▸ Provided passage:
By the Markov brothers' inequality, for a polynomial $p$ of degree $n$ we have $$ \max_{-1\le x\le 1} |p'(x)| \le n^2\max_{-1\le x\le 1} |p(x)| $$ with equality for Chebyshev polynomials. Taking $p(x)=ax^2+bx+c$ we get $|2ax+b|\le 4$.

1

Without loss of generality we can assume that $b = 0$, otherwise graph of the function $x \mapsto ax^2+bx+c$ could be shifted ($x \mapsto x-b/(2a)$).

▸ What is asked:
• A. In the passage on the Markov brothers' inequality, which polynomials attain equality?
• B. Extend the passage on the Markov brothers' inequality, starting after its final sentence.
The records aren't needed here.

▸ Extracted material:
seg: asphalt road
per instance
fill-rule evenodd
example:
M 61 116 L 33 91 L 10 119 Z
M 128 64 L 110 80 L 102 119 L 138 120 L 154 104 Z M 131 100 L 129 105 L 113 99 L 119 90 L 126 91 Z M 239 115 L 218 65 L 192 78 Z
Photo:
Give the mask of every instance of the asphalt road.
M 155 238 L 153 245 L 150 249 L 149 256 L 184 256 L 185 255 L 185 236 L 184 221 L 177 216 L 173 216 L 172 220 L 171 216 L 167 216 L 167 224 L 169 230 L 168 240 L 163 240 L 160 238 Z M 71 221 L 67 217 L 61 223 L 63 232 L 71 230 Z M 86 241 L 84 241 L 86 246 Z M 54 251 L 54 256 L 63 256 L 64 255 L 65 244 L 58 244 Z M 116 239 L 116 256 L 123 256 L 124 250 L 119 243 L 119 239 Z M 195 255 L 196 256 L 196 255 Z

▸ Results of the exercise:
• A. Chebyshev polynomials.

• B.
So we know that for $x$ such that $|x| \le 1$ we have $|ax^2+c| \le 1$ and want to maximalize $|2ax|$. Assume that $a > 0$ (if $a<0$, just multiply everything by $-1$). So $|2ax| = 2a |x|$. Due to the symmetry ($b = 0$) we can assume even that $x > 0$, so we are maximalizing $2ax$ for $x \in (0,1)$. Thus we are interested in how big $2a$ can get. Setting $x \in \{0, 1\}$ we notice that $|c+a| \le 1$ and $|c| \le 1$. It means that $c$ lies in the interval $[-1,1]$ and $a$ lies in $[-2,2]$. Can $a$ be equal to $2$? Yes, if $c=-1$.

Conclusion: for $a = 2$, $b = 0$, $c = -1$, $x = 1$ we have $|2ax + b| = 4$ and $4$ can't be replaced by any larger number.